[[ SOURCE INFORMATION open ]]
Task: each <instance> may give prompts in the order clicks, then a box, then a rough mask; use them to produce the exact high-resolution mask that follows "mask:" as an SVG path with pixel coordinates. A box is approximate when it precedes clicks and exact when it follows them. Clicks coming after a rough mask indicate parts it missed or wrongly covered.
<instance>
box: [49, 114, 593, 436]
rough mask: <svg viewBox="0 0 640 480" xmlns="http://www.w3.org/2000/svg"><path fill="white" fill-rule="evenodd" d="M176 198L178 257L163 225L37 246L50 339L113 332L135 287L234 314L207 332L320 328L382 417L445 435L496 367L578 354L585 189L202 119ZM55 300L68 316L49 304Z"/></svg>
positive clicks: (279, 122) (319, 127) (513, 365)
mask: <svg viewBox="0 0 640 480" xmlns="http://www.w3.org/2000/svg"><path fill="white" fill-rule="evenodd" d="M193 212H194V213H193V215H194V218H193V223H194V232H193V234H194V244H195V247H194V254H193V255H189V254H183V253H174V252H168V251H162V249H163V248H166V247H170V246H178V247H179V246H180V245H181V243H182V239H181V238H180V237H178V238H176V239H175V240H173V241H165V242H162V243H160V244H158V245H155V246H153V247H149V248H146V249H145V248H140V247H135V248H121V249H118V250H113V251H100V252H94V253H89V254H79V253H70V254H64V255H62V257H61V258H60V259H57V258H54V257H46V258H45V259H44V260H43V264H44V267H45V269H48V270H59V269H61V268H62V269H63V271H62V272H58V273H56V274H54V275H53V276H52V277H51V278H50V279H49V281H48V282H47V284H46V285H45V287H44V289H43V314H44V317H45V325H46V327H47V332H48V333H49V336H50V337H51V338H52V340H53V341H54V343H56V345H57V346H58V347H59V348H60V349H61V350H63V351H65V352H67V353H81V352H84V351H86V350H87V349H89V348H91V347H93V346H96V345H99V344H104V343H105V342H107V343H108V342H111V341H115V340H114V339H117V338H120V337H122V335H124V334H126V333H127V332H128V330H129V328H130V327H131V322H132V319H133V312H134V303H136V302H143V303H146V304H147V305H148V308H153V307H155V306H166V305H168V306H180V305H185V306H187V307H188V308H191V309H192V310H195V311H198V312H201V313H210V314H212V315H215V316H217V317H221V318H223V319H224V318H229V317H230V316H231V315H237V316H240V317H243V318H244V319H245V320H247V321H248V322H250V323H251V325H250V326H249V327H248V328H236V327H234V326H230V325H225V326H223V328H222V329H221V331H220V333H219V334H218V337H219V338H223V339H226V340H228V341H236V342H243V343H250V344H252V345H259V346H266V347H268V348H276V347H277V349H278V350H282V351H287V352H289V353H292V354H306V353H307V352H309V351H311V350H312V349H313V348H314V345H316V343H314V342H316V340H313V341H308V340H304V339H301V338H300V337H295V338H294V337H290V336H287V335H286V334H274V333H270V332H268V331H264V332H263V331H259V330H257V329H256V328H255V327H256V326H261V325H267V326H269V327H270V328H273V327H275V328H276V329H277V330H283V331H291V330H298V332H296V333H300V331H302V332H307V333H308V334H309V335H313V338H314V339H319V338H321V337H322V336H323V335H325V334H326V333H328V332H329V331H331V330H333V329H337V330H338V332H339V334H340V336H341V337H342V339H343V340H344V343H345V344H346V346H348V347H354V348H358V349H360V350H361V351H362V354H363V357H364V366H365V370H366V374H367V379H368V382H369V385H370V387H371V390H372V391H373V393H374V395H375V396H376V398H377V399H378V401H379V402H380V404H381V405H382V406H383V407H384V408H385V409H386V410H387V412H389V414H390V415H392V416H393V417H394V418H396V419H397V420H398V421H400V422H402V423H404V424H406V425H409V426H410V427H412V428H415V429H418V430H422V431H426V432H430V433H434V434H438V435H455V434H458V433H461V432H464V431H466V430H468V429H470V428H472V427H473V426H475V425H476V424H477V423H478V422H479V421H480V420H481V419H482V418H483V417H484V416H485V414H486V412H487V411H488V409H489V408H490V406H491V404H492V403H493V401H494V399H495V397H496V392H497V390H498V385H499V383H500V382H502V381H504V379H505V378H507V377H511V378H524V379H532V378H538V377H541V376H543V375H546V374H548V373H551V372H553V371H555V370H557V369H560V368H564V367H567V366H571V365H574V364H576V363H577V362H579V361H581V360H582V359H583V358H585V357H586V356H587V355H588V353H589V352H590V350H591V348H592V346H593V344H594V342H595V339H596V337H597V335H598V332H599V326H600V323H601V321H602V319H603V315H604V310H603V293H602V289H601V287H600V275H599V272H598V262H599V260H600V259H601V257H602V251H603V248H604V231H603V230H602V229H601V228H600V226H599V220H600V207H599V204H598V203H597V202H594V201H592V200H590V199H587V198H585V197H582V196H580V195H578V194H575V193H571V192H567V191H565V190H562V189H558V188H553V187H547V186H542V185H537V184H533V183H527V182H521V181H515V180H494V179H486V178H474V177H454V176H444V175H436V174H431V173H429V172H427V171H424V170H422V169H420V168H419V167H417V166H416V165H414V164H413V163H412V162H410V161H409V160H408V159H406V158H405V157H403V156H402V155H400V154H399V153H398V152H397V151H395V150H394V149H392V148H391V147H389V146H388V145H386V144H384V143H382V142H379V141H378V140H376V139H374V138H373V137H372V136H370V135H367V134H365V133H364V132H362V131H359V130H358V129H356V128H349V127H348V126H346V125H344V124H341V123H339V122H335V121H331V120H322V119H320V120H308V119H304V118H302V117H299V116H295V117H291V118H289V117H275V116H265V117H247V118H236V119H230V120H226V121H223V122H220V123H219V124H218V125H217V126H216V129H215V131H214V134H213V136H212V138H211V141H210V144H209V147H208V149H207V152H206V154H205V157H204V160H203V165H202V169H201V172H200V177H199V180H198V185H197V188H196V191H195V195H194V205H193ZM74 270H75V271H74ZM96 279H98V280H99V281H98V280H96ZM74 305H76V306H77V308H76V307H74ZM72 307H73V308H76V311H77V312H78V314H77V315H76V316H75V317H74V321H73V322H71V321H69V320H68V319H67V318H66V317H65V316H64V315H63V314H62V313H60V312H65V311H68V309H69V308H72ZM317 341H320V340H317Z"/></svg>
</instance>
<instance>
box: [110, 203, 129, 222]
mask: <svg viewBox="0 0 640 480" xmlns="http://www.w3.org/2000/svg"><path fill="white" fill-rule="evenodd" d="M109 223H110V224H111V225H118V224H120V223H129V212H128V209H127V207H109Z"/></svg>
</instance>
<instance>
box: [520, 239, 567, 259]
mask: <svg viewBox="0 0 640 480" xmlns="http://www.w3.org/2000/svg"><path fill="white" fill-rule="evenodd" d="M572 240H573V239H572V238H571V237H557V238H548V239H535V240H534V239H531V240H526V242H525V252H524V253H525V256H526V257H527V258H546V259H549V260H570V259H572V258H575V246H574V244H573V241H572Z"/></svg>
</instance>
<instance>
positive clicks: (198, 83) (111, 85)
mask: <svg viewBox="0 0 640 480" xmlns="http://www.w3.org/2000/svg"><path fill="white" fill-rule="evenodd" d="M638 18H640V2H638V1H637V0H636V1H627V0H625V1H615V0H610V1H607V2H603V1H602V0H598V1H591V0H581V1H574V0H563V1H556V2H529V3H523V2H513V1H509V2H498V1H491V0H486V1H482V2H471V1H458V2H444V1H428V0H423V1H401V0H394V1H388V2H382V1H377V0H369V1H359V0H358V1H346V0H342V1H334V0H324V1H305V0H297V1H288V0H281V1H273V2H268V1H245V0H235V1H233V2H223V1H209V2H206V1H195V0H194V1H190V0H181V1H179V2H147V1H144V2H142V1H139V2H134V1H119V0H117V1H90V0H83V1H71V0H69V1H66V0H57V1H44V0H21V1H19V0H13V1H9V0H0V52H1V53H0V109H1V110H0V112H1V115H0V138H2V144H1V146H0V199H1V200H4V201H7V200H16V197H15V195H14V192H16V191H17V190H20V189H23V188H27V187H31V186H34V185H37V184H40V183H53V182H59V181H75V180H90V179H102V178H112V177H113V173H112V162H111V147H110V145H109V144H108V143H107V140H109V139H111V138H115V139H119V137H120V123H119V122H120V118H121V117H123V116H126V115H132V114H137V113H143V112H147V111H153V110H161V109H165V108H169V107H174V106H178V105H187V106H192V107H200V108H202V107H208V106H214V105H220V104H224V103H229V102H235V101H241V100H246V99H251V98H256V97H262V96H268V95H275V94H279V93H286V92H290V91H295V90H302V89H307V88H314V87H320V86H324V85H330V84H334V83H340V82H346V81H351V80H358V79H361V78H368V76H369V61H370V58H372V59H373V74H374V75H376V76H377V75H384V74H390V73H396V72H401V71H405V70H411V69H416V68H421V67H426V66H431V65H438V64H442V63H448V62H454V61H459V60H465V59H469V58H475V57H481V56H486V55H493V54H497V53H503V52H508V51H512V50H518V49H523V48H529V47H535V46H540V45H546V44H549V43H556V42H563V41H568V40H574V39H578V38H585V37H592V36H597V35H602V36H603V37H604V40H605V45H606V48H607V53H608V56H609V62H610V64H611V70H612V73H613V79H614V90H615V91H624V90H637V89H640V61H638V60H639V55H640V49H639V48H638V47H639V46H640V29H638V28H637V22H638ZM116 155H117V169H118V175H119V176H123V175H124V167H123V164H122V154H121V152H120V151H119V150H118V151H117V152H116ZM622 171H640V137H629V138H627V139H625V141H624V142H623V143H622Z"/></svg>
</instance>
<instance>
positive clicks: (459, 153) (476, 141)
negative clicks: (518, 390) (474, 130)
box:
[[ SOURCE INFORMATION closed ]]
State how many lines of the data above contain the word "rough". Give only the number.

2